- **Your goal**
The word "vineyard" turns up on some lines of this data; say how many, and give no other text.

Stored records
────────

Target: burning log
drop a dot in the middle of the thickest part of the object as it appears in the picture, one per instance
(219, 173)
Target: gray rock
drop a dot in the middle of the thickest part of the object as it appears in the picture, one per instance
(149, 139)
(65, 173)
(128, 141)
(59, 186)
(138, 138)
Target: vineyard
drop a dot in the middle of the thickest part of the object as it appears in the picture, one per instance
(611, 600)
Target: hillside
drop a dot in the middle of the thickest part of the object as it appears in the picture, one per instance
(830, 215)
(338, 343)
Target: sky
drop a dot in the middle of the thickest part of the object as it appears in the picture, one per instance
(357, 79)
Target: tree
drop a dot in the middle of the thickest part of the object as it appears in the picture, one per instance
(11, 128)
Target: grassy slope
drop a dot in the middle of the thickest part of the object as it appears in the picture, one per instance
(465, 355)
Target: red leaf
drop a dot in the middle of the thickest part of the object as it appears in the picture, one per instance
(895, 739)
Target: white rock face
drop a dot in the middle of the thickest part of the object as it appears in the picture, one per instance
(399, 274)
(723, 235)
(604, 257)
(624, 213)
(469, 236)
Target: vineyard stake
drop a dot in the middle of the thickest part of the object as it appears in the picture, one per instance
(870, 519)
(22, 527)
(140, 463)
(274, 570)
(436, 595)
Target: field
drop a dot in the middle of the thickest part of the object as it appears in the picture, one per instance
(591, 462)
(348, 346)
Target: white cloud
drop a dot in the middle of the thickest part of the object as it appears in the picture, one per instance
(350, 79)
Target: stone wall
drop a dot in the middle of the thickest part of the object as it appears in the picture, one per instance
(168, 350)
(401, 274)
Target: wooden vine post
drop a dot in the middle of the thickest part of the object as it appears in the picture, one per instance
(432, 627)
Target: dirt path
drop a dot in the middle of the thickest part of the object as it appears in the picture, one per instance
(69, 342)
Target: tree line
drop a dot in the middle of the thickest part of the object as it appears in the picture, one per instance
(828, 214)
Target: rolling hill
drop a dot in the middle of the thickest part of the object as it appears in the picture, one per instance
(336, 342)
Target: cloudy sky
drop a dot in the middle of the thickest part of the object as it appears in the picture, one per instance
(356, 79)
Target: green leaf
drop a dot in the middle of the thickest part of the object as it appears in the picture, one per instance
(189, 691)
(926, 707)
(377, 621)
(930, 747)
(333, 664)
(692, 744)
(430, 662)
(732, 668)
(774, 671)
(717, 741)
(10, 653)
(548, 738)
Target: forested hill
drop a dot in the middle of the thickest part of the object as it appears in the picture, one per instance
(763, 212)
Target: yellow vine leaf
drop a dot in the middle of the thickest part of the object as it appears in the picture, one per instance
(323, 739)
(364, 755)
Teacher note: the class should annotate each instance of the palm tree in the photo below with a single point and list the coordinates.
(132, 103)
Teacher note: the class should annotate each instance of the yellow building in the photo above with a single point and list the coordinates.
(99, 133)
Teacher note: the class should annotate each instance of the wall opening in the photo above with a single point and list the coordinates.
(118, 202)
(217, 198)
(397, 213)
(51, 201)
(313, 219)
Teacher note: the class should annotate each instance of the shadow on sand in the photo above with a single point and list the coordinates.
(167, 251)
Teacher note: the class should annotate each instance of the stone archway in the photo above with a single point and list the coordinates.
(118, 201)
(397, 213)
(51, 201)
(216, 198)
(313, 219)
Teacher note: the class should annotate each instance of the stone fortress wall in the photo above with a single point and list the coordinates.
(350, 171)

────────

- **Answer box**
2